### What is expected
Exact copy, no pictures: return all the records as they stand.

### Collected data
----

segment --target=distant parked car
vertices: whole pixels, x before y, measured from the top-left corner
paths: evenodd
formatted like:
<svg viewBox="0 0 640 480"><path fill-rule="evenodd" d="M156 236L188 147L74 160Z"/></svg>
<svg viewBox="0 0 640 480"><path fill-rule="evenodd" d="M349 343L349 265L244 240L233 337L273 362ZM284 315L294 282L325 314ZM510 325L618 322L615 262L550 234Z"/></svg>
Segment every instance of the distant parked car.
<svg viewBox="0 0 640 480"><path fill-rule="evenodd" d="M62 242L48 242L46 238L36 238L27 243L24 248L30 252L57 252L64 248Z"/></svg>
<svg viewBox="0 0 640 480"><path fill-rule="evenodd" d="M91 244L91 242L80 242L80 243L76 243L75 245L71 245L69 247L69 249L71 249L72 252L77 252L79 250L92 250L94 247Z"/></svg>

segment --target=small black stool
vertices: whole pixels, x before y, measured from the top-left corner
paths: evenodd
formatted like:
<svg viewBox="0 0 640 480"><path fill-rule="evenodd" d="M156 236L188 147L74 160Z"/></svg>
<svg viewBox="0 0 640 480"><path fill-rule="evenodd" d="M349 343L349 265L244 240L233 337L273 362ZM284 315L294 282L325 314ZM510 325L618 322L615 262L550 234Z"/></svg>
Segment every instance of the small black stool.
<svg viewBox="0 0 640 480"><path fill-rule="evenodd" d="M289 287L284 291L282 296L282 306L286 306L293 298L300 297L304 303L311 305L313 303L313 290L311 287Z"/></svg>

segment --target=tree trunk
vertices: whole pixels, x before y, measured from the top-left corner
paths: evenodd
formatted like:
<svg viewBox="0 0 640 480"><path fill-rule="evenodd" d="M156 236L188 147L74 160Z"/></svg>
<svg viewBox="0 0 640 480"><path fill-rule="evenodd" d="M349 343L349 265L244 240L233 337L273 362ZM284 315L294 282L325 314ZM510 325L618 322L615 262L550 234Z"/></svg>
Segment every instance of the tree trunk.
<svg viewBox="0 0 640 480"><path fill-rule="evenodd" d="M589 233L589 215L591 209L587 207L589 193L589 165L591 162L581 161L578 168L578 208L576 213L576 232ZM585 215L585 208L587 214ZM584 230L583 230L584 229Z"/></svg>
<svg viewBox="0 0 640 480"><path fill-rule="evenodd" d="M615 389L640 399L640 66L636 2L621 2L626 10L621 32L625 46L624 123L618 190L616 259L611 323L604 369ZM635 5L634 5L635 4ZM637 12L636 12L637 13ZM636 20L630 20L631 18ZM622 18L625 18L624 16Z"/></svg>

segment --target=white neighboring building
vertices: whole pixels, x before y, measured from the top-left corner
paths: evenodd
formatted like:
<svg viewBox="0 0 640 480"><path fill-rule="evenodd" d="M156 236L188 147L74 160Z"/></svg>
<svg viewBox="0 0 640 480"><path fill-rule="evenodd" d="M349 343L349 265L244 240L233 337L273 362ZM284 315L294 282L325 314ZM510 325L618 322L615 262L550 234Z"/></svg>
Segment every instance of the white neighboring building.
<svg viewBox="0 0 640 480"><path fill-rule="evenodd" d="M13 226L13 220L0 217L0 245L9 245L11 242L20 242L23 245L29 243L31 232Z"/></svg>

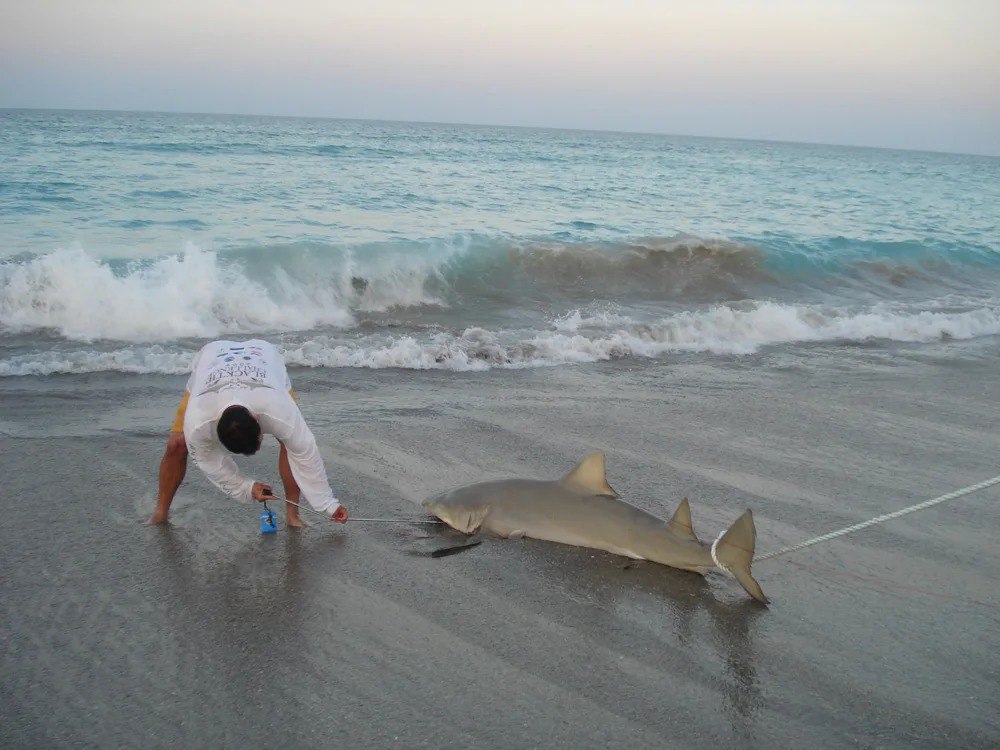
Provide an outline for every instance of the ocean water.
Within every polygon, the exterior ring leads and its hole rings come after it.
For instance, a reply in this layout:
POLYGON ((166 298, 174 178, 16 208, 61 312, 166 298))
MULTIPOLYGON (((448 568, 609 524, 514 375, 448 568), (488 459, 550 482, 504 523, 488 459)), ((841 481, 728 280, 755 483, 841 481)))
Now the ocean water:
POLYGON ((241 335, 468 371, 1000 334, 997 158, 6 110, 0 164, 2 376, 182 373, 241 335))

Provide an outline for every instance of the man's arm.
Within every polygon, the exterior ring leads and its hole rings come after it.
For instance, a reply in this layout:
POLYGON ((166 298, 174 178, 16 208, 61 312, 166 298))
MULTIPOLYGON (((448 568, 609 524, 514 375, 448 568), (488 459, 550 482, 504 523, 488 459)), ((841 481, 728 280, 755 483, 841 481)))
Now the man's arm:
POLYGON ((292 469, 296 484, 309 504, 326 515, 334 515, 341 508, 340 501, 333 496, 330 482, 327 479, 326 467, 320 455, 316 438, 302 417, 302 412, 296 407, 294 415, 289 415, 292 422, 272 419, 274 436, 285 446, 288 452, 288 465, 292 469))
POLYGON ((188 452, 208 480, 230 497, 247 505, 263 499, 263 495, 256 491, 260 483, 240 474, 236 462, 215 441, 196 433, 188 439, 188 452), (260 497, 257 497, 258 494, 260 497))

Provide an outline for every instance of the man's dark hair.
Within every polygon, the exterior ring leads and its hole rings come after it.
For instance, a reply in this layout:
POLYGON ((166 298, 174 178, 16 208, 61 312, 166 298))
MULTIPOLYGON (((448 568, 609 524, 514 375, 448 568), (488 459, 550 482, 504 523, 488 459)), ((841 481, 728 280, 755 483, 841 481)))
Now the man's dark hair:
POLYGON ((232 453, 252 456, 260 447, 260 424, 245 406, 230 406, 222 412, 215 432, 232 453))

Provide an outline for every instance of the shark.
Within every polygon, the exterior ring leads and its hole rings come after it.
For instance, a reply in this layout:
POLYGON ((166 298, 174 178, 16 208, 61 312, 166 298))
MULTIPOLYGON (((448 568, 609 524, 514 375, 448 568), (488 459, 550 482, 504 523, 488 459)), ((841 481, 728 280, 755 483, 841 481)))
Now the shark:
POLYGON ((603 452, 590 454, 561 479, 480 482, 426 500, 423 507, 464 534, 543 539, 701 575, 721 570, 758 602, 769 603, 750 570, 757 530, 749 510, 713 542, 702 542, 687 498, 669 521, 622 500, 608 484, 603 452))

----

### The completed task
segment --target=distant parked car
vertices: whole pixels, x before y, measured from the top-left corner
paths: evenodd
formatted like:
<svg viewBox="0 0 640 480"><path fill-rule="evenodd" d="M156 236L188 147L74 160Z"/></svg>
<svg viewBox="0 0 640 480"><path fill-rule="evenodd" d="M349 343L349 265L244 240L233 337L273 362ZM284 315L294 282L325 314ZM510 325L618 322L615 262L550 234Z"/></svg>
Segment every instance of the distant parked car.
<svg viewBox="0 0 640 480"><path fill-rule="evenodd" d="M62 242L48 242L46 238L36 238L27 243L24 248L30 252L57 252L64 248Z"/></svg>
<svg viewBox="0 0 640 480"><path fill-rule="evenodd" d="M91 244L91 242L80 242L80 243L76 243L75 245L71 245L69 247L69 249L71 249L72 252L77 252L79 250L92 250L94 247Z"/></svg>

segment --target=small black stool
vertices: whole pixels, x before y, measured from the top-left corner
paths: evenodd
formatted like:
<svg viewBox="0 0 640 480"><path fill-rule="evenodd" d="M156 236L188 147L74 160Z"/></svg>
<svg viewBox="0 0 640 480"><path fill-rule="evenodd" d="M349 343L349 265L244 240L233 337L273 362ZM284 315L294 282L325 314ZM510 325L618 322L615 262L550 234Z"/></svg>
Segment every instance of the small black stool.
<svg viewBox="0 0 640 480"><path fill-rule="evenodd" d="M289 287L284 291L282 296L282 306L286 306L293 298L300 297L304 303L311 305L313 303L313 290L311 287Z"/></svg>

segment --target=tree trunk
vertices: whole pixels, x before y, measured from the top-left corner
paths: evenodd
formatted like:
<svg viewBox="0 0 640 480"><path fill-rule="evenodd" d="M156 236L188 147L74 160Z"/></svg>
<svg viewBox="0 0 640 480"><path fill-rule="evenodd" d="M349 343L349 265L244 240L233 337L273 362ZM284 315L294 282L325 314ZM510 325L618 322L615 262L550 234Z"/></svg>
Segment every instance of the tree trunk.
<svg viewBox="0 0 640 480"><path fill-rule="evenodd" d="M589 233L589 215L591 209L587 207L589 193L589 165L591 162L581 161L578 168L578 208L576 213L576 232ZM585 215L585 208L587 214ZM584 230L583 230L584 229Z"/></svg>
<svg viewBox="0 0 640 480"><path fill-rule="evenodd" d="M615 389L640 399L640 66L636 2L621 2L626 10L621 32L625 46L624 123L618 190L616 259L611 323L604 369ZM635 5L634 5L635 4ZM637 12L636 12L637 13ZM636 20L630 20L631 18ZM622 18L625 18L624 16Z"/></svg>

segment --target=white neighboring building
vertices: whole pixels, x before y, measured from the top-left corner
paths: evenodd
formatted like:
<svg viewBox="0 0 640 480"><path fill-rule="evenodd" d="M156 236L188 147L74 160Z"/></svg>
<svg viewBox="0 0 640 480"><path fill-rule="evenodd" d="M349 343L349 265L244 240L233 337L273 362ZM284 315L294 282L325 314ZM510 325L618 322L615 262L550 234Z"/></svg>
Segment every instance of the white neighboring building.
<svg viewBox="0 0 640 480"><path fill-rule="evenodd" d="M13 226L13 220L0 217L0 245L9 245L11 242L20 242L23 245L29 243L31 232Z"/></svg>

Provide an outline for every instance of the ocean water.
Within every polygon, the exterior ring leads and its hole rings come after it.
For instance, a reply in this layout:
POLYGON ((166 298, 174 178, 16 208, 61 312, 166 298))
MULTIPOLYGON (((448 568, 609 524, 514 375, 448 568), (488 459, 550 482, 504 523, 488 459)), ((841 481, 728 280, 755 483, 841 481)))
Now the ocean water:
POLYGON ((241 335, 468 371, 1000 334, 997 158, 6 110, 0 164, 2 376, 182 373, 241 335))

Provide an outline for every instance of the man's arm.
Within every polygon, the exterior ring leads and its hole rings come after it.
For instance, a reply in this layout:
POLYGON ((166 298, 174 178, 16 208, 61 312, 166 298))
MULTIPOLYGON (((448 568, 609 524, 514 375, 448 568), (488 459, 550 482, 504 523, 488 459)), ((841 481, 728 280, 755 483, 841 481)))
Now the man's arm:
POLYGON ((292 469, 296 484, 309 504, 326 515, 334 515, 341 508, 340 501, 333 496, 330 482, 327 479, 326 467, 320 455, 316 438, 302 417, 302 412, 296 407, 294 415, 289 415, 292 422, 272 419, 274 436, 285 446, 288 452, 288 465, 292 469))
POLYGON ((188 452, 208 480, 230 497, 247 505, 263 499, 263 495, 256 491, 260 483, 240 474, 236 462, 215 441, 196 433, 188 439, 188 452), (260 497, 257 497, 258 494, 260 497))

Provide an outline for every instance of the man's dark hair.
Within every polygon, the exterior ring leads and its hole rings come after it.
For instance, a reply in this layout:
POLYGON ((166 298, 174 178, 16 208, 61 312, 166 298))
MULTIPOLYGON (((448 568, 609 524, 514 375, 448 568), (488 459, 550 482, 504 523, 488 459)), ((841 481, 728 280, 755 483, 841 481)))
Now the man's dark hair:
POLYGON ((232 453, 252 456, 260 447, 260 424, 245 406, 230 406, 222 412, 215 432, 232 453))

Provide an outline for every instance of the shark.
Within every polygon, the exterior ring leads and its hole rings come after it.
For instance, a reply in this layout:
POLYGON ((166 298, 174 178, 16 208, 61 312, 166 298))
MULTIPOLYGON (((448 568, 609 524, 514 375, 448 568), (488 459, 550 482, 504 523, 488 459)), ((841 481, 728 280, 755 483, 841 481)))
Now the shark:
POLYGON ((603 452, 590 454, 561 479, 480 482, 426 500, 423 507, 464 534, 543 539, 701 575, 721 570, 758 602, 769 603, 750 570, 757 530, 749 510, 713 542, 702 542, 687 498, 669 521, 622 500, 608 484, 603 452))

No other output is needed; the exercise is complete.